▶ **Consigne**: Transcrivez sans aucune modification les lignes ci-dessous, depuis celle qui contient « [tag] green grass (a dot for each instance) » jusqu'à la dernière ligne incluse.

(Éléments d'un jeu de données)

• • • • •

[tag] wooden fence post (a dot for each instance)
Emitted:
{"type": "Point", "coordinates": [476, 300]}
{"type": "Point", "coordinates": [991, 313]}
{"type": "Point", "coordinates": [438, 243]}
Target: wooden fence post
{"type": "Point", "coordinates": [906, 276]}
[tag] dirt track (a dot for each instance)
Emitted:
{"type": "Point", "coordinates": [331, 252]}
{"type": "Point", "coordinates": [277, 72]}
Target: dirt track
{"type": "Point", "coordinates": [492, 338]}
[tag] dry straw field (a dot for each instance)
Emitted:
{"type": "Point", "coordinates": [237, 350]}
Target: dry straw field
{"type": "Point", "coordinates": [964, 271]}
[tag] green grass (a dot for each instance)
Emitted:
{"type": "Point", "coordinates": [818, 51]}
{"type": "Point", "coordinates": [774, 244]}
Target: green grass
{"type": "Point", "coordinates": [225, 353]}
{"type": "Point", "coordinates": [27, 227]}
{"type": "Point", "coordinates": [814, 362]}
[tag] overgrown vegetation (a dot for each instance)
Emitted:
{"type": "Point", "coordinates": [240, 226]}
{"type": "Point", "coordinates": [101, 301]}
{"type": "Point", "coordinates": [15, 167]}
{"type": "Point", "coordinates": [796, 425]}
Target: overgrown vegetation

• • • • •

▶ **Corrigé**:
[tag] green grass (a dot for each instance)
Emitted:
{"type": "Point", "coordinates": [818, 51]}
{"type": "Point", "coordinates": [774, 244]}
Target: green grass
{"type": "Point", "coordinates": [225, 353]}
{"type": "Point", "coordinates": [27, 227]}
{"type": "Point", "coordinates": [814, 362]}
[tag] overgrown vegetation (a dot for each instance)
Emitted:
{"type": "Point", "coordinates": [240, 226]}
{"type": "Point", "coordinates": [101, 301]}
{"type": "Point", "coordinates": [15, 167]}
{"type": "Point", "coordinates": [796, 425]}
Target: overgrown vegetation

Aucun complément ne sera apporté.